* [Brief]:
Extend the passage about the young planetary system found with the Gemini Planet Imager, picking up after its final sentence.

* [Passage]:
::::
An international team of astronomers, including researchers from the University of Cambridge, has identified a young planetary system which may aid in understanding how our own solar system formed and developed billions of years ago.

Using the Gemini Planet Imager (GPI) at the Gemini South telescope in Chile, the researchers identified a disc-shaped bright ring of dust around a star only slightly more massive than the sun, located 360 light years away in the Centaurus constellation.

"To be able to directly image planetary birth environments around other stars at orbital distances comparable to the solar system is a major advancement," said study co-author Nikku Madhusudhan of Cambridge's Institute of Astronomy.

The disc is located about 37 and 55 Astronomical Units (3.4 - 5.1 billion miles) from its host star, which is almost the same distance as the solar system's Kuiper Belt is from the sun.

"It's almost like looking at the outer solar system when it was a toddler," said principal investigator Thayne Currie, an astronomer at the Subaru Observatory in Hawaii.

The brightness of the disc, which is due to the starlight reflected by it, is also consistent with a wide range of dust compositions including the silicates and ice present in the Kuiper Belt.
::::
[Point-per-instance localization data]
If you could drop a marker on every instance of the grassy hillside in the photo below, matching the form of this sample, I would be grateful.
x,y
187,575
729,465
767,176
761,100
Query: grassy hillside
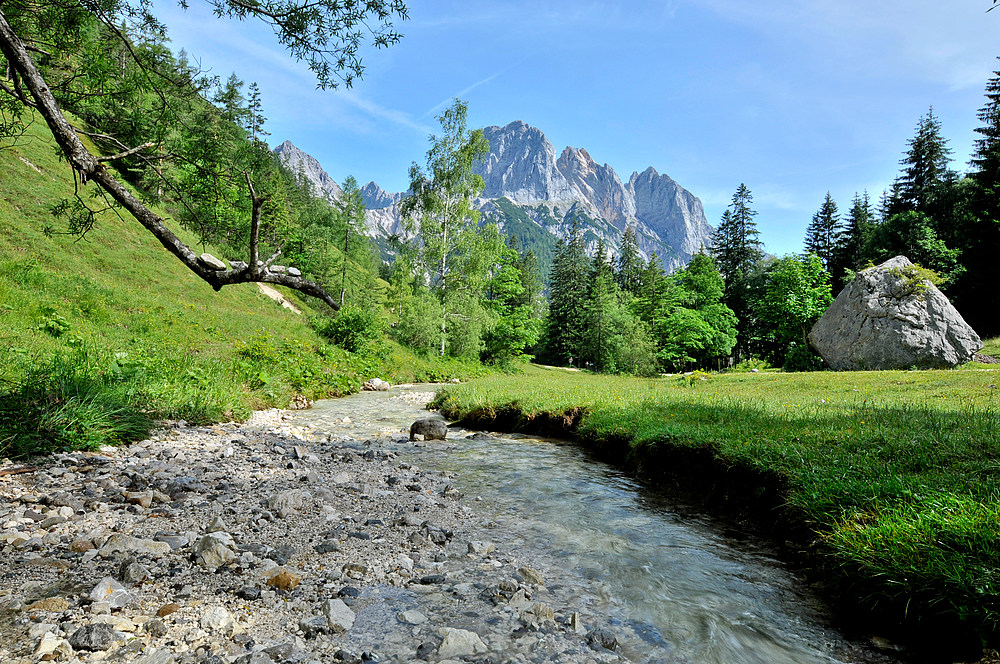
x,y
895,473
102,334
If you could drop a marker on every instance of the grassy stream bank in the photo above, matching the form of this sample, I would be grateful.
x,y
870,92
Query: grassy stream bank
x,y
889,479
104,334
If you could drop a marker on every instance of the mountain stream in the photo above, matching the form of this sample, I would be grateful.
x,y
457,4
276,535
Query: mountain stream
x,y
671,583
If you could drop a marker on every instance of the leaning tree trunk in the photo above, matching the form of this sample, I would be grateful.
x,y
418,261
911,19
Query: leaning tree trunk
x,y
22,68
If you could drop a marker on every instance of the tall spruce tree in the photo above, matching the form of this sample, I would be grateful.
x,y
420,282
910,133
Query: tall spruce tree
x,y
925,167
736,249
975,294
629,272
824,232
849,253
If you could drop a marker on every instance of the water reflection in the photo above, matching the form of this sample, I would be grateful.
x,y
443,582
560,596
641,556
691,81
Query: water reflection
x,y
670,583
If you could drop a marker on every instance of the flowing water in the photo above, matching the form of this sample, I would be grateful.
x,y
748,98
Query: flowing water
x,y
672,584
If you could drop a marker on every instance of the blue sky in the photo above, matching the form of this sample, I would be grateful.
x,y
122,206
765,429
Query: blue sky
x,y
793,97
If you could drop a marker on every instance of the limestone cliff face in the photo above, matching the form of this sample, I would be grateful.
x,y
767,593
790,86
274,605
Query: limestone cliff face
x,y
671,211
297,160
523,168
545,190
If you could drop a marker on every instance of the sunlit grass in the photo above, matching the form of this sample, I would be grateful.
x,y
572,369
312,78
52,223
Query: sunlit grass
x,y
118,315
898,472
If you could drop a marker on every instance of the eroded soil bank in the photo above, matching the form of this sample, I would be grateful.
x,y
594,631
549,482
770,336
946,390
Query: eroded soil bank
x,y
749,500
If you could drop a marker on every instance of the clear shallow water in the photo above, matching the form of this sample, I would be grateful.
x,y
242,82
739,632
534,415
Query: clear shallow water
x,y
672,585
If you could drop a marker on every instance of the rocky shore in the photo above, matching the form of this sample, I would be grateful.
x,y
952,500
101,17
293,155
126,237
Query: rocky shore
::::
* [Answer below]:
The star observed in this new study is a member of the system similar to that in which the sun was formed.

The current theory on the formation of the solar system holds that it originated within a giant molecular cloud of hydrogen, in which clumps of denser material formed.

One of these clumps, rotating and collapsing under its own gravitation, formed a flattened spinning disc known as the solar nebula.

The sun formed at the hot and dense centre of this disc, while the planets grew by accretion in the cooler outer regions.

The Kuiper Belt is believed to be made up of the remnants of this process, so there is a possibility that once the new system develops, it may look remarkably similar to our solar system.

"Our discovery of a near-twin of the Kuiper Belt provides direct evidence that the planetary birth environment of the solar system may not be uncommon," Madhusudhan added.